● Assignment: An exact copy of all records is expected, minus the images.

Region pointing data

* * * * * * * * *

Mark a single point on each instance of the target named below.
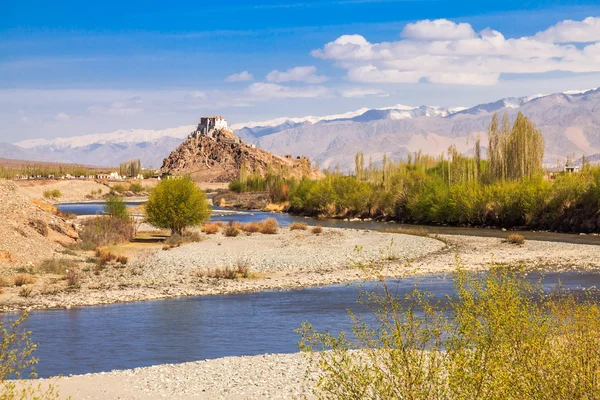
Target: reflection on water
(221, 214)
(103, 338)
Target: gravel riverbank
(286, 260)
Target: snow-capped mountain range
(570, 122)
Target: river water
(129, 335)
(220, 214)
(119, 336)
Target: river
(129, 335)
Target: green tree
(114, 206)
(176, 204)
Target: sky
(71, 68)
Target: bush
(317, 229)
(52, 194)
(57, 266)
(231, 230)
(177, 240)
(16, 349)
(298, 226)
(40, 226)
(251, 227)
(177, 204)
(118, 188)
(136, 187)
(23, 279)
(269, 226)
(115, 207)
(73, 278)
(211, 229)
(501, 338)
(515, 238)
(105, 231)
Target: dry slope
(30, 232)
(218, 156)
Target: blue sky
(70, 68)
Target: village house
(208, 123)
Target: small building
(569, 168)
(208, 123)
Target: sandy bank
(286, 260)
(271, 376)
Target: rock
(219, 155)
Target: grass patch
(177, 240)
(57, 266)
(316, 230)
(269, 226)
(231, 230)
(52, 194)
(407, 231)
(301, 226)
(211, 228)
(105, 231)
(515, 238)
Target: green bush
(176, 204)
(115, 207)
(105, 231)
(500, 338)
(136, 187)
(16, 357)
(52, 194)
(118, 188)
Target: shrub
(105, 231)
(251, 227)
(23, 279)
(177, 240)
(177, 204)
(52, 194)
(16, 349)
(40, 226)
(73, 278)
(136, 187)
(57, 266)
(115, 207)
(243, 269)
(210, 229)
(269, 226)
(515, 238)
(118, 188)
(231, 230)
(298, 226)
(500, 339)
(408, 231)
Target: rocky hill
(31, 230)
(219, 155)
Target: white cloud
(263, 91)
(126, 108)
(444, 52)
(306, 74)
(439, 29)
(570, 31)
(362, 92)
(240, 77)
(62, 117)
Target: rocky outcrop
(219, 155)
(31, 229)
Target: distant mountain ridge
(570, 122)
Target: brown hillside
(31, 231)
(218, 156)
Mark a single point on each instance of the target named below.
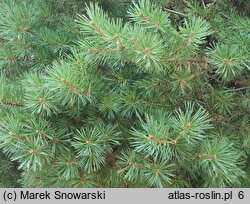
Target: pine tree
(156, 98)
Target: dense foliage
(124, 94)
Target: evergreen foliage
(156, 95)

* * * * * * * * *

● Solution for this exercise:
Mark a single point on each instance of the target named below.
Target: reflection on water
(221, 214)
(103, 338)
Target: gravel riverbank
(286, 260)
Target: snow-capped mountain range
(570, 122)
Target: river water
(129, 335)
(220, 214)
(119, 336)
Target: river
(129, 335)
Target: green tree
(114, 206)
(176, 204)
Target: sky
(71, 68)
Target: bush
(317, 229)
(52, 194)
(57, 266)
(231, 230)
(177, 240)
(16, 349)
(298, 226)
(40, 226)
(251, 227)
(177, 204)
(118, 188)
(136, 187)
(23, 279)
(269, 226)
(115, 207)
(73, 278)
(211, 229)
(501, 338)
(515, 238)
(105, 231)
Target: dry slope
(30, 232)
(218, 156)
Target: blue sky
(70, 68)
Target: village house
(208, 123)
Target: small building
(569, 168)
(208, 123)
Target: sandy bank
(286, 260)
(271, 376)
Target: rock
(219, 155)
Target: grass patch
(177, 240)
(57, 266)
(316, 230)
(269, 226)
(231, 230)
(52, 194)
(407, 231)
(301, 226)
(211, 228)
(105, 231)
(515, 238)
Target: green bush
(176, 204)
(115, 207)
(105, 231)
(500, 338)
(136, 187)
(16, 357)
(52, 194)
(118, 188)
Target: shrub
(105, 231)
(251, 227)
(23, 279)
(177, 240)
(177, 204)
(52, 194)
(16, 349)
(40, 226)
(73, 278)
(136, 187)
(57, 266)
(115, 207)
(243, 269)
(210, 229)
(269, 226)
(515, 238)
(118, 188)
(231, 230)
(298, 226)
(500, 339)
(408, 231)
Target: rocky hill
(31, 230)
(219, 155)
Target: white cloud
(263, 91)
(126, 108)
(444, 52)
(306, 74)
(439, 29)
(570, 31)
(362, 92)
(240, 77)
(62, 117)
Target: rocky outcrop
(219, 155)
(31, 229)
Target: distant mountain ridge
(570, 122)
Target: brown hillside
(31, 231)
(218, 156)
Mark a single point on each instance of the target named below.
Target: pine tree
(156, 98)
Target: dense foliage
(124, 94)
Target: evergreen foliage
(156, 95)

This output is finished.